— start PASSAGE TO READ —

Father God, Mother Earth and a birthday newt
A pretty little newt came to say hello to me on my birthday. Okay, I’m not sure it was deliberate on her part. My husband, Greg, was digging out the pond and uncovered her, resting in the mud. It’s the first newt we’ve seen in our garden so he called us out to take a look.
What he didn’t realize is that newts hold a special place in my heart. When I was a child, a pond in a neighbour’s garden was full of them, and I used to spend hours on my own, sitting by that pond, watching them float up to the surface, catching, holding, and generally communing with them in my own particular way.
So it felt quite wonderful that this little newt appeared on my birthday morning, and it seemed to me that Mother Earth had given me her own birthday present, one that she knew would be particularly dear to my heart.
In my happiness, I tweeted and posted up the picture at the top of this article, with a note saying thank you to Mother Earth for my birthday present. I was then slightly bemused when someone gently reprimanded me for what I said, asking if I wasn’t maybe overbalancing into paganism, and why didn’t I thank Father God instead?
The comment got me pondering: is it wrong to attribute any sort of personality or agency to the inanimate world? Is it wrong to think that I might talk to the earth in any way? Does this lead me inevitably into paganism?
We are, of course, used to attributing sentience, personality and agency to the creaturely world, in stark contrast to Descartes who believed animals to be nothing more than machines. When my sister’s dog brings us a stick we say thank you to her and give her a friendly stroke, and when my daughter eats a banana in the evening, our rabbit wants some and hops over and pesters her until he gets a chunk. But what about the inanimate aspects of the natural world?

— end PASSAGE TO READ —
— start MATERIAL SUPPLIED —

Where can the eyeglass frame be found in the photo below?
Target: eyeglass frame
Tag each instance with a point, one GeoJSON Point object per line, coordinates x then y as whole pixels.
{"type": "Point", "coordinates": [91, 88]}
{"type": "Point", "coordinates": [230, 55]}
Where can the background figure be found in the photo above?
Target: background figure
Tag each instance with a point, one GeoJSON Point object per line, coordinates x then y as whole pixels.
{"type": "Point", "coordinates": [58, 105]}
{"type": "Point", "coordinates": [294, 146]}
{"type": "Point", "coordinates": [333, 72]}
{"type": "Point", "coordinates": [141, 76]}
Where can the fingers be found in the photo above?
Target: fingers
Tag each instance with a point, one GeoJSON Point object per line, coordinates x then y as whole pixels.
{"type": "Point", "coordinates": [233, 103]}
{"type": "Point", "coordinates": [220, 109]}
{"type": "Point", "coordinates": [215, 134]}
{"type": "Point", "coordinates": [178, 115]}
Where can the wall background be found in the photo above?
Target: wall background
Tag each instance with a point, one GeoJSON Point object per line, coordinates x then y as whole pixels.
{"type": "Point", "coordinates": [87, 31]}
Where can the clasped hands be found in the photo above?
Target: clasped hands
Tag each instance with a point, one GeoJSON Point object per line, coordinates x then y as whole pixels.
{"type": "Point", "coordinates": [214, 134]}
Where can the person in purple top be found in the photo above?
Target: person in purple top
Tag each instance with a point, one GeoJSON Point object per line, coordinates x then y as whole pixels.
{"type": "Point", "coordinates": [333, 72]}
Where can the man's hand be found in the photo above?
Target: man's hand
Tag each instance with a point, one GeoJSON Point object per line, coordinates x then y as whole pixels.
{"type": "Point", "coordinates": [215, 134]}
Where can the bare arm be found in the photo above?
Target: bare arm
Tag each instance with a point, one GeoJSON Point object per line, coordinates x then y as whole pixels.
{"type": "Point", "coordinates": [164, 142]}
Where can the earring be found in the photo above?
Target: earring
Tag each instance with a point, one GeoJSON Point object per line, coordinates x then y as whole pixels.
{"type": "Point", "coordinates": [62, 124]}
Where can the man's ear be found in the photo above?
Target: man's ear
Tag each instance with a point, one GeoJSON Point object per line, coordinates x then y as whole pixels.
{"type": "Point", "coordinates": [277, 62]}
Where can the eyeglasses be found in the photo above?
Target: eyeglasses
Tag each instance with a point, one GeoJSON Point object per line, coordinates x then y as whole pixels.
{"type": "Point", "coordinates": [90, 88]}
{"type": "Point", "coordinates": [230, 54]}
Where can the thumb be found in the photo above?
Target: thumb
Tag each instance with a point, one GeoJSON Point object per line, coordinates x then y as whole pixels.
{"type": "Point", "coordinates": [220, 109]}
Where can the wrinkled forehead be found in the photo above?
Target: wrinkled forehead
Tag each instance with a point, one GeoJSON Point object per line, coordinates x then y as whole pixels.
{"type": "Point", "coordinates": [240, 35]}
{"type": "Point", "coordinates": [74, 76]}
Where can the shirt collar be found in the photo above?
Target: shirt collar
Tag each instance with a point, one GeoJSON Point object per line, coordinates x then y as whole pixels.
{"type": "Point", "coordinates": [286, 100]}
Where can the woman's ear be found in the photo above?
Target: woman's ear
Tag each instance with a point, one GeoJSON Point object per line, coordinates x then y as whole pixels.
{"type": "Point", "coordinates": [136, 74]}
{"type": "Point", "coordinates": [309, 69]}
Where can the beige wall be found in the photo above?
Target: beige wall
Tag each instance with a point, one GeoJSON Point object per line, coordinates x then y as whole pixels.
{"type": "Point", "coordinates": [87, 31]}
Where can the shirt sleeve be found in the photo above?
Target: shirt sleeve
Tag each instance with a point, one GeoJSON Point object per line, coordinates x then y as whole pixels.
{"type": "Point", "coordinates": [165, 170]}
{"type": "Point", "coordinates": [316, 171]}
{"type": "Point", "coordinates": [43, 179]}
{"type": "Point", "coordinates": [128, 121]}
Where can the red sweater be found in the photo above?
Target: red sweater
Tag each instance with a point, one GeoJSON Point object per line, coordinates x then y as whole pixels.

— end MATERIAL SUPPLIED —

§ **WHAT THE TASK ASKS**: Write out the stretch of the birthday newt post above that starts at the words "Father God, Mother" and stops after "own particular way.".

§ **CORRECT ANSWER**:
Father God, Mother Earth and a birthday newt
A pretty little newt came to say hello to me on my birthday. Okay, I’m not sure it was deliberate on her part. My husband, Greg, was digging out the pond and uncovered her, resting in the mud. It’s the first newt we’ve seen in our garden so he called us out to take a look.
What he didn’t realize is that newts hold a special place in my heart. When I was a child, a pond in a neighbour’s garden was full of them, and I used to spend hours on my own, sitting by that pond, watching them float up to the surface, catching, holding, and generally communing with them in my own particular way.